=== Materials provided ===

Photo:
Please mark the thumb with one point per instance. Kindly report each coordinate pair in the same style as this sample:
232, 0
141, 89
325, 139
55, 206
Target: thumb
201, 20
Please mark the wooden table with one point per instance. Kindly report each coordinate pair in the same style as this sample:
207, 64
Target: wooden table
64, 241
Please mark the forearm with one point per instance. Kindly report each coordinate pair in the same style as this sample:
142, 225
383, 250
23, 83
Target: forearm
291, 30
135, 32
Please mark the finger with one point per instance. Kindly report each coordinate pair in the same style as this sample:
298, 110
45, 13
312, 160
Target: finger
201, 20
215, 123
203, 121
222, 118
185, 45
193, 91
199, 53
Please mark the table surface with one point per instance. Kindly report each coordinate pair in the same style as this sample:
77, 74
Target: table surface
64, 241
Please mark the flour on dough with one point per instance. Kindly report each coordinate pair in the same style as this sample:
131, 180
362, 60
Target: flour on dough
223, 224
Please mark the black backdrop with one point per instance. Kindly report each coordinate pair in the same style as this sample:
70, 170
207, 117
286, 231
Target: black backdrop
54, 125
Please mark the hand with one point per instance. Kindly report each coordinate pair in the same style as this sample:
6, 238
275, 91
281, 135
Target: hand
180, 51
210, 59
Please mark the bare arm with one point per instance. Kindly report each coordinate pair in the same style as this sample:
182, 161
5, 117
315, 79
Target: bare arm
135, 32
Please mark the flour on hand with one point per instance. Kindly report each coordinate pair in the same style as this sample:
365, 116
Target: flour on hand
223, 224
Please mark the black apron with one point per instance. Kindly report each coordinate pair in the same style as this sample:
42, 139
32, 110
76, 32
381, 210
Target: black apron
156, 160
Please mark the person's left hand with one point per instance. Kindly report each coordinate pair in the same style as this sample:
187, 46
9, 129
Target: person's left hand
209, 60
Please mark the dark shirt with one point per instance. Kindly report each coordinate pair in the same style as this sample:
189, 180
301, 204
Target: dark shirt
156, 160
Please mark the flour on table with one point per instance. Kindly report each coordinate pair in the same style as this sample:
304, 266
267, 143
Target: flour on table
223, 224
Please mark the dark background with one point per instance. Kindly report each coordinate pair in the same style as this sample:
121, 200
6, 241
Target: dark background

===

• [Task requirements]:
Copy all of the records above word for word, with no changes.

• [Response to the exercise]:
Photo:
Please mark the thumb with one point per instance. Kindly report each coordinate pair in the same style as this sample:
232, 0
141, 89
325, 139
55, 206
Target: thumb
201, 20
Please mark the wooden table with one point per instance. Kindly report each coordinate pair in the same style as this sample:
207, 64
Target: wooden table
64, 241
Please mark the forearm with one point per instance. Kindly report each coordinate pair in the same style as this sample:
142, 225
383, 250
23, 83
Target: forearm
291, 30
135, 32
Please mark the finger with one point per instance. Kindly report each coordinate pair in the same style as this sample:
298, 110
45, 13
312, 160
Target: finger
201, 20
215, 123
203, 121
222, 118
185, 45
193, 91
199, 53
Please mark the table surface with one point per instance. Kindly report each coordinate pair in the same style as this sample:
77, 74
Target: table surface
64, 241
Please mark the flour on dough with one point per instance. Kindly report each coordinate pair in the same style as this sample:
131, 180
362, 60
Target: flour on dough
223, 224
Please mark the black backdrop with one point per instance. Kindly report each coordinate pair in the same style as this sample:
70, 170
207, 117
286, 231
Target: black backdrop
54, 125
Please mark the hand with one point per instance. Kindly report each coordinate pair in the same style as this sample:
6, 238
275, 91
281, 135
Target: hand
180, 51
210, 59
Please mark the bare arm with one point per instance. Kindly report each coordinate pair in the same style as this sample:
182, 161
5, 117
315, 79
Target: bare arm
135, 32
Please mark the flour on hand with one point per instance. Kindly report each coordinate pair in the same style as this sample:
365, 116
Target: flour on hand
223, 224
Please mark the black apron with one point per instance. Kindly report each coordinate pair in the same style as this sample:
42, 139
32, 110
76, 32
381, 210
Target: black apron
156, 160
Please mark the person's left hand with one point per instance. Kindly report each coordinate pair in the same style as this sample:
187, 46
9, 129
Target: person's left hand
209, 60
Please mark the dark shirt with one point per instance. Kindly report each coordinate pair in the same style as this sample:
189, 180
301, 204
Target: dark shirt
156, 160
Please mark the flour on table with one point per instance. Kindly report each coordinate pair in the same style as this sample:
304, 266
267, 143
Target: flour on table
223, 224
Please mark the dark background with one point per instance. Kindly report each coordinate pair in the same style as this sample:
121, 200
6, 241
Target: dark background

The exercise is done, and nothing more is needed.